Page excerpt:

━━━━

In some ways, the pandemic has helped with that. While the past two years have been painful for the restaurant industry, it has driven Fat Cow to devise other revenue streams and forge a new niche. During the Circuit Breaker last April, Stampe initiated the idea of serving dry-aged Nagasaki wagyu donburi for takeaway.

“The team was reluctant. They thought it would be too expensive because when you dry-age beef, you lose a lot of volume since you have to trim a lot of it off. But I said, ‘then we charge more’. Because people couldn’t travel and were willing to pay for good food.

Dry-aged Nagasaki wagyu donburi. (Photo: Fat Cow)

“So we rolled out the premium dry-aged Nagasaki wagyu donburi in April and people went for it.”

Delivery has since become an important part of Fat Cow’s business, with the restaurant hiving off a section just to manage the load. “When things improved after the lockdown, we discussed if we should go back to regular dining and cater to more seats. But we decided that the delivery portion was still important especially since we now have a new segment of people who order from us. That’s really how we’ve maintained and continued to do well at Fat Cow throughout this period.”

In-house diners remain the restaurant’s top priority, though. “When we have guests in the restaurant, they come first. If we have to, we shut off the delivery option. People who come to Fat Cow are regulars. They come for lunch or to celebrate someone’s birthday. We don’t want to spoil the quality of that experience,” he said.

SMALL STEPS TOWARDS THE FUTURE

Stampe and his team are still weighing their next steps and have ruled out opening another Fat Cow branch, at least in Singapore. “If I do open another outlet, I would probably do it in another major Asian city rather than in Singapore. I think maintaining the consistency between one outlet to another here would be hard to manage. But if we want to grow in the next decade, that has to be on the cards.

“I’m not sure how we can evolve Fat Cow, to be honest, but one way would be to do a lower brand extension,” he added, declining to comment on whether firm plans for this are in the works.

Commonwealth Concept’s chief operating officer (COO) Brian Stampe. (Photo: Kelvin Chia)
Commonwealth Concept’s group head of Culinary and Product Innovations Isaac Tan. (Photo: Kelvin Chia)

━━━━

Task details:
Extract the part of the Fat Cow article starting with "Stampe and his" and going on through "Tan. (Photo: Kelvin Chia)". The entries have nothing to do with the Fat Cow article.

━━━━

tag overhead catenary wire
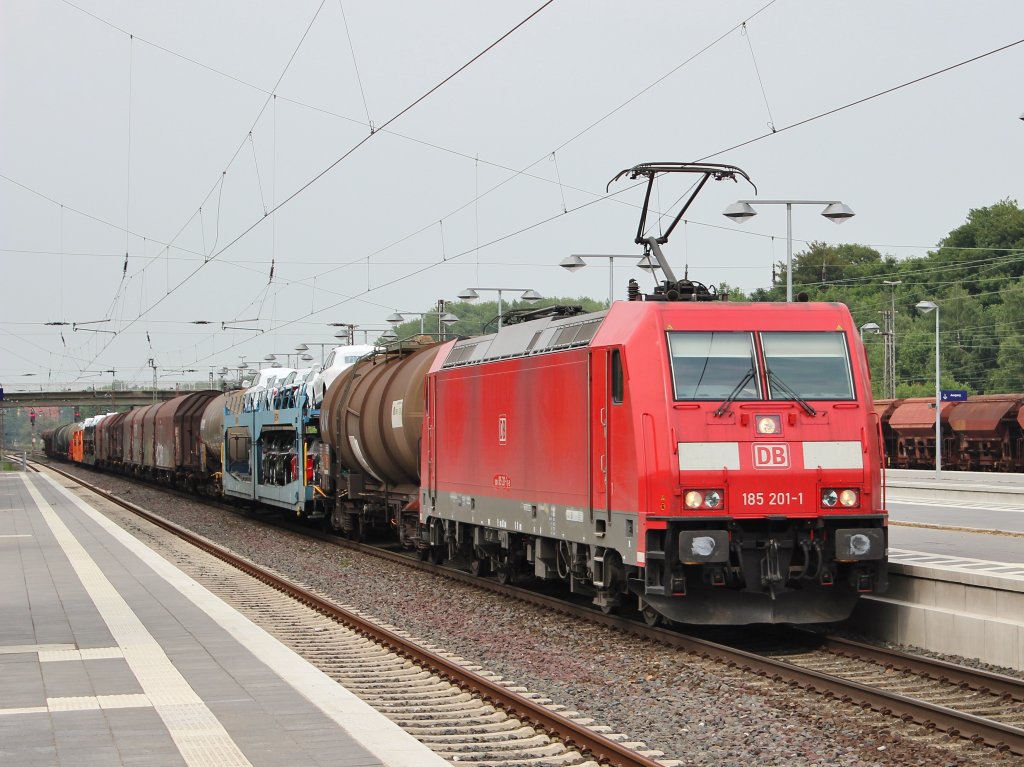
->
[78,0,555,374]
[22,4,1024,380]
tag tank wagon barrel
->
[319,340,440,546]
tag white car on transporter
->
[312,344,377,408]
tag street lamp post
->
[916,301,942,479]
[722,200,854,303]
[558,253,654,309]
[459,288,543,330]
[860,323,882,343]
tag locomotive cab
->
[597,302,887,624]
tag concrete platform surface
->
[0,473,449,767]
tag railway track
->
[32,458,1024,755]
[33,458,678,767]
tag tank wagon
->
[318,337,440,548]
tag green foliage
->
[774,200,1024,396]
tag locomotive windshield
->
[669,332,761,399]
[761,332,853,399]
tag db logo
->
[754,444,790,469]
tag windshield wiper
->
[768,368,818,416]
[715,366,754,418]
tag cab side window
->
[611,349,626,404]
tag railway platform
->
[0,472,449,767]
[852,471,1024,671]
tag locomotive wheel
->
[642,604,662,628]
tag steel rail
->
[34,466,660,767]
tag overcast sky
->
[0,0,1024,389]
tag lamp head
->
[722,203,758,223]
[558,256,587,271]
[821,203,854,223]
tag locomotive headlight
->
[683,491,703,509]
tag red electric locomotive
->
[419,166,887,625]
[420,292,886,624]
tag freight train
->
[874,394,1024,472]
[44,161,888,625]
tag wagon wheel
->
[642,602,663,628]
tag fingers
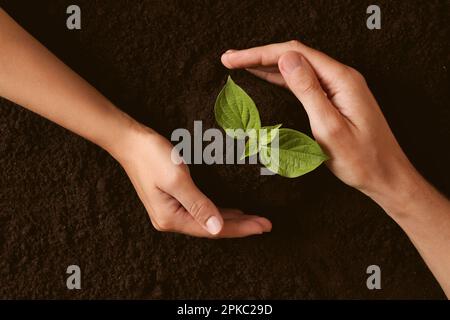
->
[169,176,223,235]
[278,51,340,127]
[221,40,346,89]
[246,68,287,88]
[174,211,272,239]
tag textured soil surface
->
[0,0,450,299]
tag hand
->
[222,41,414,210]
[116,125,272,238]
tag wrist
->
[366,161,433,220]
[102,114,157,165]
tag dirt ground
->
[0,0,450,299]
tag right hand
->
[222,41,415,210]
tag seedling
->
[214,76,329,178]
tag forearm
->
[373,166,450,297]
[0,9,135,160]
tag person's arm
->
[0,8,271,238]
[222,41,450,297]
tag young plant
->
[214,76,329,178]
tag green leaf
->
[214,76,261,139]
[241,124,282,160]
[259,124,282,146]
[260,129,329,178]
[241,139,260,160]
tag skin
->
[0,9,450,296]
[0,9,272,238]
[222,41,450,297]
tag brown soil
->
[0,0,450,299]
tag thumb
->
[278,51,338,126]
[171,177,223,235]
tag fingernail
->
[280,54,303,73]
[206,216,222,234]
[224,49,236,54]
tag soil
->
[0,0,450,299]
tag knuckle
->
[152,218,172,232]
[166,168,187,188]
[189,200,209,222]
[324,121,345,139]
[296,77,319,94]
[288,39,302,49]
[347,67,366,83]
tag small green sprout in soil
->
[214,77,329,178]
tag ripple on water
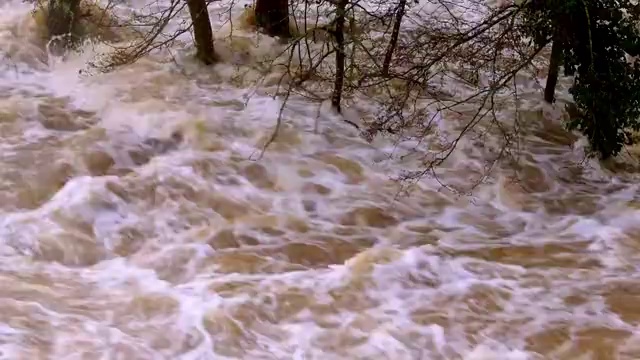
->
[0,0,640,360]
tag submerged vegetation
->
[32,0,640,191]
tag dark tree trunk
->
[47,0,80,55]
[187,0,216,65]
[331,0,349,112]
[544,41,562,104]
[254,0,291,39]
[382,0,407,76]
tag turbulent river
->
[0,0,640,360]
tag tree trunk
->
[331,0,349,113]
[187,0,216,65]
[544,41,562,104]
[254,0,291,39]
[382,0,407,76]
[47,0,80,55]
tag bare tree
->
[187,0,216,65]
[331,0,349,112]
[544,39,562,104]
[47,0,80,55]
[254,0,291,38]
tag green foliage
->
[523,0,640,158]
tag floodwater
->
[0,0,640,360]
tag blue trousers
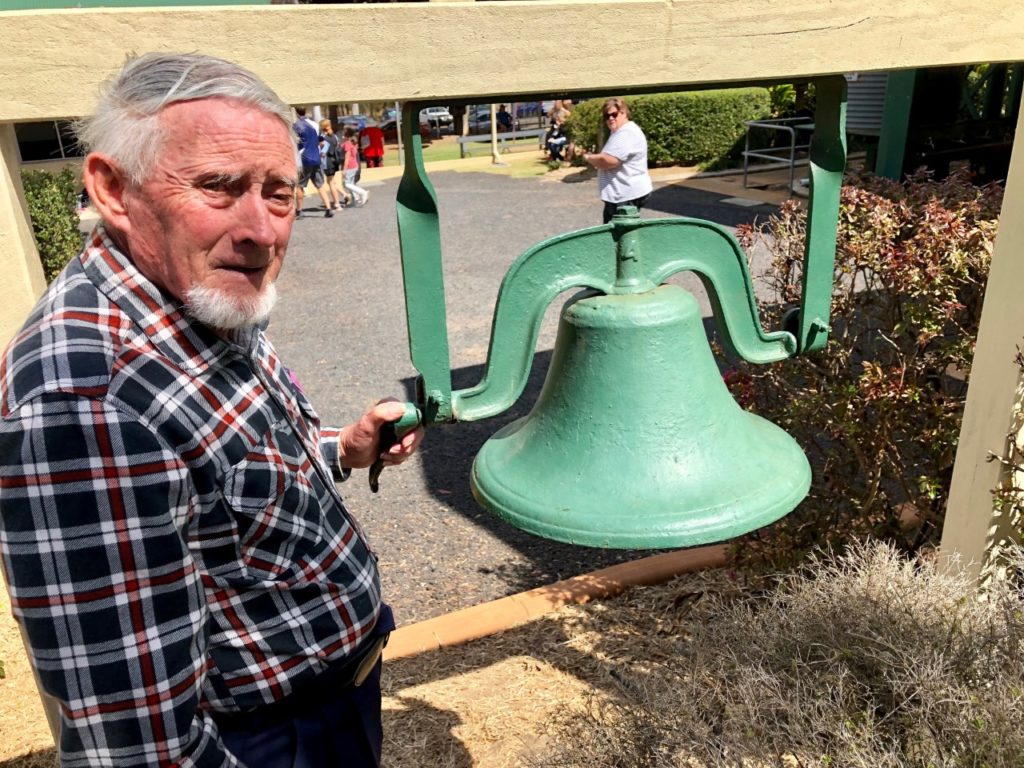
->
[214,606,394,768]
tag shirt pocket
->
[223,419,323,580]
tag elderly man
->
[0,54,422,768]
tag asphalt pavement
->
[268,167,774,625]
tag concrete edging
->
[384,544,726,662]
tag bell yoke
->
[385,77,846,548]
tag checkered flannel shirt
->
[0,227,380,768]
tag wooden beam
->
[0,123,46,348]
[941,103,1024,578]
[0,0,1024,121]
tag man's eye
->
[200,178,237,195]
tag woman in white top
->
[583,98,653,224]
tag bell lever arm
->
[640,218,797,364]
[783,77,846,354]
[397,101,452,424]
[453,225,615,421]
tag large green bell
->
[472,285,811,548]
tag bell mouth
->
[471,286,811,549]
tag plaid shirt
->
[0,227,380,768]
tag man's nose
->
[237,189,278,248]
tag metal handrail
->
[743,118,814,196]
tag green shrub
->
[566,88,771,168]
[727,175,1009,566]
[22,168,82,283]
[540,543,1024,768]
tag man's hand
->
[583,152,623,171]
[338,400,424,469]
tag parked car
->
[469,106,519,133]
[338,115,374,130]
[420,106,455,128]
[381,120,434,144]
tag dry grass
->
[0,561,722,768]
[0,547,1024,768]
[0,572,57,768]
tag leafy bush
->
[727,174,1002,566]
[566,88,771,168]
[22,168,82,283]
[544,543,1024,768]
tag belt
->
[210,633,390,730]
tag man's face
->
[122,98,296,322]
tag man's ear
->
[82,153,129,232]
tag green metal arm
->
[783,77,846,354]
[397,101,452,424]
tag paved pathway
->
[269,166,772,624]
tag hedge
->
[22,168,83,283]
[567,88,771,168]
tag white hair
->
[75,53,293,184]
[184,283,278,331]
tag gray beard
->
[184,283,278,331]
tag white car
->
[420,106,453,128]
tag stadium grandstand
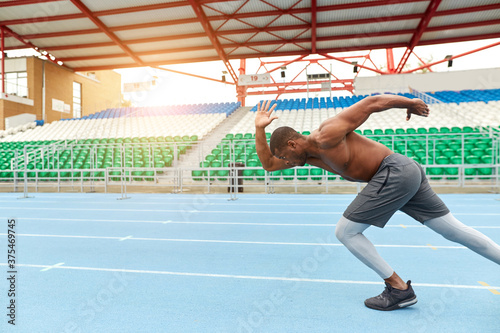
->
[0,0,500,332]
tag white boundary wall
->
[354,68,500,95]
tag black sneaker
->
[365,281,417,311]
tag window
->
[73,82,82,118]
[5,72,28,98]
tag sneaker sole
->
[365,296,417,311]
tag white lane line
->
[0,207,500,216]
[0,199,356,207]
[0,263,500,290]
[0,233,466,249]
[0,216,500,229]
[39,262,64,272]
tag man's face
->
[274,140,307,166]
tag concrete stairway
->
[177,107,252,167]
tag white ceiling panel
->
[316,34,412,50]
[82,0,182,11]
[0,1,81,20]
[0,0,500,68]
[64,57,134,68]
[35,33,111,48]
[317,1,428,22]
[50,46,125,58]
[420,23,500,41]
[115,23,204,40]
[5,38,25,48]
[99,6,196,27]
[317,20,419,37]
[438,0,498,12]
[141,50,217,62]
[127,37,212,52]
[429,9,500,27]
[12,18,97,36]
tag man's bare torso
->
[307,130,393,182]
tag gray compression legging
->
[335,213,500,279]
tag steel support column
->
[385,49,394,74]
[236,59,247,106]
[0,27,5,94]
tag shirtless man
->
[255,95,500,311]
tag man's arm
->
[255,101,291,171]
[319,95,429,145]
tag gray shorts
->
[344,154,450,228]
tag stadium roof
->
[0,0,500,75]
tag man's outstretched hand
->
[406,98,429,121]
[255,101,278,128]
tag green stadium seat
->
[310,168,323,180]
[297,168,309,180]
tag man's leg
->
[335,216,396,284]
[335,216,417,311]
[424,213,500,265]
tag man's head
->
[269,126,307,166]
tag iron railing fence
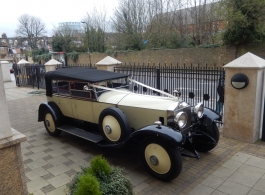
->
[114,64,224,110]
[13,64,46,89]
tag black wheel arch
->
[98,107,131,144]
[38,102,63,122]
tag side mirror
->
[83,85,89,91]
[173,89,181,97]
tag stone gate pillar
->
[223,53,265,143]
[0,64,28,195]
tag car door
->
[71,82,95,123]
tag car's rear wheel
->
[99,108,130,144]
[44,110,61,136]
[140,137,182,181]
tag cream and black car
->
[38,68,219,181]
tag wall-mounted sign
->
[231,73,248,89]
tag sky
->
[0,0,119,37]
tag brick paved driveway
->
[5,87,265,195]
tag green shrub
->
[75,174,102,195]
[67,156,133,195]
[97,167,133,195]
[87,156,111,178]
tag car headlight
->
[174,112,188,128]
[194,103,204,118]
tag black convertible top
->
[45,68,130,96]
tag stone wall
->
[67,44,265,66]
[67,46,236,66]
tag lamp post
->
[81,21,91,67]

━━━━

Exercise solution:
Stampe and his team are still weighing their next steps and have ruled out opening another Fat Cow branch, at least in Singapore. “If I do open another outlet, I would probably do it in another major Asian city rather than in Singapore. I think maintaining the consistency between one outlet to another here would be hard to manage. But if we want to grow in the next decade, that has to be on the cards.

“I’m not sure how we can evolve Fat Cow, to be honest, but one way would be to do a lower brand extension,” he added, declining to comment on whether firm plans for this are in the works.

Commonwealth Concept’s chief operating officer (COO) Brian Stampe. (Photo: Kelvin Chia)
Commonwealth Concept’s group head of Culinary and Product Innovations Isaac Tan. (Photo: Kelvin Chia)